— Отрывок —
###
Вообще, природа в разнообразии своих ипостасей может служить олицетворением современного язычества. Близость к природе, понимаемая очень широко, оказывается, если присмотреться, краеугольным камнем большинства языческих вероучений: «дух природы», «служение природе», «места силы» (преимущественно природные объекты) – все это значимые составляющие языческой экологии сознания.
Выше не раз упоминалось о том, что язычество, прежнее и современное, чрезвычайно разнообразно, что в нем имеется множество направлений. При беглом взгляде может показаться, что это обилие направлений из-за своего содержательного разнообразия едва ли поддается какой-либо классификации. Однако попытки внести порядок в мнимый хаос многочисленных языческих движений все-таки предпринимаются, причем как религиоведами, так и самими язычниками.
Например, американский язычник Айзек Боневиц, бывший друид и приверженец викки, предложил делить историю язычества на три этапа и распределять языческие направления по этим трем этапам. Первый этап – палеоязычество, или политеистические природные культы древних племен, причем сюда же относятся, по Боневицу, некоторые «большие» религии – классический индуизм, даосизм и синтоизм. (Занятно наблюдать такую трактовку этих религий в духе культурного империализма и гегелевской религиозной иерархии, по которой вероучения и вероисповедания Востока и Юга просто обязаны, в представлениях «белого человека», выглядеть архаическими и даже маргинальными.) Второй этап – мезоязычество, оно предполагает реконструкцию лучших вероучений и практик из палеоязыческого наследия и мировых религий; тут находится место таким общественным движениям, как масонство и розенкрейцерство, теософия и спиритизм, а также африканским в своей основе культам вуду, сантерии и кандомбле наряду с оккультным вероучением Алистера Кроули и ранними формами викки. Наконец, третий этап – неоязычество (neopaganism), или духовные движения 1960-х годов и более поздние, «очищенные» от налета монотеистических религий и «подверженные влиянию современного плюрализма»: Церковь всех миров Тимоти Зелла, друидизм, асатру и «либеральная викка».
Схема Боневица подчеркивает идею преемственности языческих вероучений (что ничуть не удивительно для современного язычника, которому для подтверждения собственных верований необходим авторитет прошлого) и оказывается крайне широкой: по сути, в эту схему не составит труда включить фактически любое эзотерическое учение, от древнегреческого культа Элевсинских мистерий до сегодняшних «сенсационных открытий» вроде славянской рунической тайнописи или «надиктованных инопланетянами» откровений. Однако несомненное достоинство этой схемы заключается во «взгляде изнутри»: это взгляд деятельного участника современного языческого сообщества, отражающий, насколько можно судить, представления современных язычников – во всяком случае, американских и западноевропейских – на развитие языческой религии и состав языческого движения.
Наука идет другим путем. Религиовед Майкл Стрмиска разделил все многообразие современного язычества на две крупные категории – язычество синкретическое (эклектичное) и язычество реконструкционистское.
Под синкретическим язычеством подразумеваются направления, которые заимствуют элементы вероучения и культа из разных источников. Таковы прежде всего викка и ряд учений нью-эйдж; кроме того, к этой же категории относятся, пусть и с оговорками, такие направления, как российское движение «анастасийцев», к примеру учение «Живой этики», американский «христопаганизм», псевдовосточный тенгризм и так далее.
###
— Условие задания —
Пожалуйста, перепишите фрагмент отрывка о современном язычестве между «Наука идет другим» и «и так далее.» включительно, изменив в нём «Религиовед» на «Исследователь».

— Записи из коллекции —
###
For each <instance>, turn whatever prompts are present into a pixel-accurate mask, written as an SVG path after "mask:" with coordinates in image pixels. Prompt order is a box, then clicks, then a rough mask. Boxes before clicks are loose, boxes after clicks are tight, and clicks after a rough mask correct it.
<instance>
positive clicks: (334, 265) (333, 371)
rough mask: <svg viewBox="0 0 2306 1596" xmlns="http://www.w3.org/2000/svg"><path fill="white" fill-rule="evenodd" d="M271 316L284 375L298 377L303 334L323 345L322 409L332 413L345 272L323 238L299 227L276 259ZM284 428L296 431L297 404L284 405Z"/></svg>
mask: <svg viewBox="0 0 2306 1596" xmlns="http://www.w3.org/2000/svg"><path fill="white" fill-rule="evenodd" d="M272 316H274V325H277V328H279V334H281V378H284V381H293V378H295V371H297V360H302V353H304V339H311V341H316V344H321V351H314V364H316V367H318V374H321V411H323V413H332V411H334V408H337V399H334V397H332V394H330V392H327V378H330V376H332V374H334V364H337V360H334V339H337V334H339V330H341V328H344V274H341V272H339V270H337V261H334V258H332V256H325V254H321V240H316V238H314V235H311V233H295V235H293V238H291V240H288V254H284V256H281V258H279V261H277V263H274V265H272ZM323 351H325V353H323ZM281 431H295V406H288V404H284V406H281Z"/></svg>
###
— Ответ —
Наука идет другим путем. Исследователь Майкл Стрмиска разделил все многообразие современного язычества на две крупные категории – язычество синкретическое (эклектичное) и язычество реконструкционистское.
Под синкретическим язычеством подразумеваются направления, которые заимствуют элементы вероучения и культа из разных источников. Таковы прежде всего викка и ряд учений нью-эйдж; кроме того, к этой же категории относятся, пусть и с оговорками, такие направления, как российское движение «анастасийцев», к примеру учение «Живой этики», американский «христопаганизм», псевдовосточный тенгризм и так далее.